--- AVAILABLE DATA ---

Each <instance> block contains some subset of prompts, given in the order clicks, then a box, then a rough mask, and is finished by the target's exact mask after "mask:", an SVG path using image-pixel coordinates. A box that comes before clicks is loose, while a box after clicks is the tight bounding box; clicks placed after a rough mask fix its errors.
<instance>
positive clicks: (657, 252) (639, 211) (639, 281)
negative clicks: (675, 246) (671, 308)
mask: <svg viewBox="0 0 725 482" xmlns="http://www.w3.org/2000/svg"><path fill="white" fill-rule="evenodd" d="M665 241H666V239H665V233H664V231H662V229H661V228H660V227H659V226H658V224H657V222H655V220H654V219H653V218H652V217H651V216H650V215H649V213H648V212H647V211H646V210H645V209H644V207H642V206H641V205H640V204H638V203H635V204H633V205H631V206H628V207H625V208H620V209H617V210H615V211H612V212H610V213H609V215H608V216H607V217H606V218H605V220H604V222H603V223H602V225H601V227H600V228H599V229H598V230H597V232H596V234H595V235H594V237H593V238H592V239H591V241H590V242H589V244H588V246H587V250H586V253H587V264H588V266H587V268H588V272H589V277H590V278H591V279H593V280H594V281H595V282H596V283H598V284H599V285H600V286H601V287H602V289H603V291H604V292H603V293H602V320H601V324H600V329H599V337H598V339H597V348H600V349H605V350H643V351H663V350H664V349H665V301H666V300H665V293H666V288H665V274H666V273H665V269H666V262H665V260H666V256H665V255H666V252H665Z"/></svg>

---

> EXERCISE DETAILS: Can you reproduce all the records above, swapping every "clicks" for "points" and leaving everything else unchanged?

> TASK ANSWER:
Each <instance> block contains some subset of prompts, given in the order points, then a box, then a rough mask, and is finished by the target's exact mask after "mask:", an SVG path using image-pixel coordinates. A box that comes before points is loose, while a box after points is the tight bounding box; points placed after a rough mask fix its errors.
<instance>
positive points: (657, 252) (639, 211) (639, 281)
negative points: (675, 246) (671, 308)
mask: <svg viewBox="0 0 725 482" xmlns="http://www.w3.org/2000/svg"><path fill="white" fill-rule="evenodd" d="M665 241H666V239H665V233H664V231H662V229H661V228H660V227H659V226H658V224H657V222H655V220H654V219H653V218H652V217H651V216H650V215H649V213H648V212H647V211H646V210H645V209H644V207H642V206H641V205H640V204H638V203H635V204H633V205H631V206H628V207H625V208H620V209H617V210H615V211H612V212H610V213H609V215H608V216H607V217H606V218H605V220H604V222H603V223H602V225H601V227H600V228H599V229H598V230H597V232H596V234H595V235H594V237H593V238H592V239H591V241H590V242H589V244H588V246H587V250H586V253H587V264H588V266H587V268H588V272H589V277H590V278H591V279H593V280H594V281H595V282H596V283H598V284H599V285H600V286H601V287H602V289H603V291H604V292H603V293H602V320H601V324H600V329H599V337H598V339H597V348H600V349H605V350H643V351H663V350H664V349H665V301H666V300H665V293H666V288H665V274H666V273H665V269H666V262H665V260H666V256H665V255H666V252H665Z"/></svg>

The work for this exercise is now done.